**** Material shown
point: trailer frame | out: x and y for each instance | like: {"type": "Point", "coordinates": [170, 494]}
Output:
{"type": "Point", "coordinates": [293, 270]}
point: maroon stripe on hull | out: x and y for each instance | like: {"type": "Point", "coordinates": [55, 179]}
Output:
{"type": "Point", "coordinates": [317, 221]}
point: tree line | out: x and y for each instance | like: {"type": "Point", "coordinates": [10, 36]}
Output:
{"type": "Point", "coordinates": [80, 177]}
********
**** Material shown
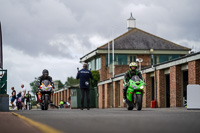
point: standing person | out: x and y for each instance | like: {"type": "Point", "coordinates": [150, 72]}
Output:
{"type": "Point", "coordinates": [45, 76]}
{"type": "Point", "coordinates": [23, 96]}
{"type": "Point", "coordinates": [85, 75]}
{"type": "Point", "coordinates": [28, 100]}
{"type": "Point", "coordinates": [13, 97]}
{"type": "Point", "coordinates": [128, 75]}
********
**** Material shown
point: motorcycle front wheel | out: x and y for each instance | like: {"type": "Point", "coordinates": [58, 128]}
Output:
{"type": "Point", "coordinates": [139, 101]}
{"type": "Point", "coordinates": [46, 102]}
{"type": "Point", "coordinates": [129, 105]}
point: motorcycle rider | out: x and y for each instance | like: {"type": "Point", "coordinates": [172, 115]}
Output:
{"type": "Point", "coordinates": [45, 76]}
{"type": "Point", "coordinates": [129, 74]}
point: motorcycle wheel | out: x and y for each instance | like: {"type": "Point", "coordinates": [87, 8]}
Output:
********
→ **Do this**:
Return every line of the material above that contains the word "motorcycle". Treat uppercase and lowercase as different.

→ **Response**:
point: motorcycle front wheel | out: x and y for each instance | like: {"type": "Point", "coordinates": [58, 128]}
point: motorcycle rider | out: x and y for each instance | like: {"type": "Point", "coordinates": [172, 115]}
point: motorcycle wheel | out: x and y for each instance | like: {"type": "Point", "coordinates": [87, 8]}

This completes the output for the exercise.